* Instruction *
Find each line below that contains the string "hazy", matching case, and copy those lines out in full.

* Provided data *
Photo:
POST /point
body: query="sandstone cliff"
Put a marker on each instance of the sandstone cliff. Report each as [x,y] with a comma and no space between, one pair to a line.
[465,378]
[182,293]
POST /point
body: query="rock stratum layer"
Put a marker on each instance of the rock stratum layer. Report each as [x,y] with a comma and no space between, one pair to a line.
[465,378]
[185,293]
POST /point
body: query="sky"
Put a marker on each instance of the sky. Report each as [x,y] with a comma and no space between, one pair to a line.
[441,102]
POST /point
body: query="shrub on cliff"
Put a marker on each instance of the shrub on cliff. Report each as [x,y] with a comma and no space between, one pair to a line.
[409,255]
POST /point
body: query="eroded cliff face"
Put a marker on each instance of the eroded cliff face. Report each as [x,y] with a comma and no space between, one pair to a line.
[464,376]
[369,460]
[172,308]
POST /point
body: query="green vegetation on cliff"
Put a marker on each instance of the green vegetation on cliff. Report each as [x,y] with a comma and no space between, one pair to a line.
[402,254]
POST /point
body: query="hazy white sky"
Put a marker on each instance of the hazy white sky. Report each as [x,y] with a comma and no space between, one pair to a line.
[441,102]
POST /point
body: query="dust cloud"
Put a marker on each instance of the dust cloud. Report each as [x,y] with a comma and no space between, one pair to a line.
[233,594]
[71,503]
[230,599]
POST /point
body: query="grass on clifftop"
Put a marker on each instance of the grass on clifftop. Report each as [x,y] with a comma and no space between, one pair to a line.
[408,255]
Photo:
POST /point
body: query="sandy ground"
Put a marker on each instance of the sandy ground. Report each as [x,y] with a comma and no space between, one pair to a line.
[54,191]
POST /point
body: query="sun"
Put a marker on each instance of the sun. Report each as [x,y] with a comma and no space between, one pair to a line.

* Finished exercise *
body: query="hazy white sky"
Put a marker on each instance of the hazy white sky. Report each as [x,y] with a comma and no space between, one pair to a line.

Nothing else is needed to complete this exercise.